Start of Recorded information
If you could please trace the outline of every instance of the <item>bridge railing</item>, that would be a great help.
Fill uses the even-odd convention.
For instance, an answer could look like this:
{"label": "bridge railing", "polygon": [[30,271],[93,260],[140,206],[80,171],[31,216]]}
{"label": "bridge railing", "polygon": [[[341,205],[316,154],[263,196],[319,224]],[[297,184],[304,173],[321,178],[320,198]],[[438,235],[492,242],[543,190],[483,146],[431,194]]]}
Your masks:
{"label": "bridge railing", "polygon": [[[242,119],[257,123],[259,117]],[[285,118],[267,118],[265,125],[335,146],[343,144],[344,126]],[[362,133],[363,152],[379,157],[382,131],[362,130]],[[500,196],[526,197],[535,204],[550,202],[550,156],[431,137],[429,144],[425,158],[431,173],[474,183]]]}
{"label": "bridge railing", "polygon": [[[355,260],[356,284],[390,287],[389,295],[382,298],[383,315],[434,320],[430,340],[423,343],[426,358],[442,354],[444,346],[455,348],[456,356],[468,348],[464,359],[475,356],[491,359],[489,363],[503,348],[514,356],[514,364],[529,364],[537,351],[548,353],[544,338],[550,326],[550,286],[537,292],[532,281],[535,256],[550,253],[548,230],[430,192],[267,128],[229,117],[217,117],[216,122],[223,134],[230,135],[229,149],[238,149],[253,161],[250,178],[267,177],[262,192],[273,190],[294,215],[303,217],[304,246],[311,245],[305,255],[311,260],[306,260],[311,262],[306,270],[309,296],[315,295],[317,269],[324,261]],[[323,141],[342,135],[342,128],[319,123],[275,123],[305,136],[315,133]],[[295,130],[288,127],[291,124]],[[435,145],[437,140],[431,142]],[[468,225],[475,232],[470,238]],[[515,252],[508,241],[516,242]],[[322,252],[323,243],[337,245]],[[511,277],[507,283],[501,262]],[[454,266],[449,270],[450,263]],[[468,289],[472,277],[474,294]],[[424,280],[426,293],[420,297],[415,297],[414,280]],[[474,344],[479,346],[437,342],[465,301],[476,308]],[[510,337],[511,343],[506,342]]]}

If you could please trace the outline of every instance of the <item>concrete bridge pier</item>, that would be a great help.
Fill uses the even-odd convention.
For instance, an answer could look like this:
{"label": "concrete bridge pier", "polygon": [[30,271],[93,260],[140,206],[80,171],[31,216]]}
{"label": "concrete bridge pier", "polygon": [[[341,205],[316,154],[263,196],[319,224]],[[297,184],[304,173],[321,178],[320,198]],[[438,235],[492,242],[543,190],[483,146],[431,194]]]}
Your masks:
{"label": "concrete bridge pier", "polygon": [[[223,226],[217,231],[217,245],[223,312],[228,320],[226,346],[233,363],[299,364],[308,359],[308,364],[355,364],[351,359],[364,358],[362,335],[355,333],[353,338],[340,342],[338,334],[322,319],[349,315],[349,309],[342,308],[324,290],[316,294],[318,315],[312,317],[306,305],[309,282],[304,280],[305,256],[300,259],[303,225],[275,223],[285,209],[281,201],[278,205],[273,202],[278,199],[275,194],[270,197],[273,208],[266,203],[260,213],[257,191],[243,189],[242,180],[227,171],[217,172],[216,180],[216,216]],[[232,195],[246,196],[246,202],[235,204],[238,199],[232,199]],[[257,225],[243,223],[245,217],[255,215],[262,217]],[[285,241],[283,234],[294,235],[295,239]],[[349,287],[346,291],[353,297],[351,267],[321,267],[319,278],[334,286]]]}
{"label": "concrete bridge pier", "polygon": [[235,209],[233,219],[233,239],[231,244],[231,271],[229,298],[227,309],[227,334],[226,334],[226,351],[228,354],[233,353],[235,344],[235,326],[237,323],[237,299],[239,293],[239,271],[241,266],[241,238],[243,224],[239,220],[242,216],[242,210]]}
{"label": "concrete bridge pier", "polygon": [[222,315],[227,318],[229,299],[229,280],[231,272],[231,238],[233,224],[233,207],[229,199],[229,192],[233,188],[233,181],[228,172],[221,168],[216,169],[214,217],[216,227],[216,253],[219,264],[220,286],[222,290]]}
End of Recorded information
*Work required*.
The expected answer is a copy of every line in the entries that holds the word "could".

*Solution to the problem*.
If you could please trace the outline of every instance of the <item>bridge railing</item>, that would be a great help.
For instance, an answer could look like this:
If you could please trace the outline of every instance of the <item>concrete bridge pier</item>, that would be a great help.
For instance, an answer could look like this:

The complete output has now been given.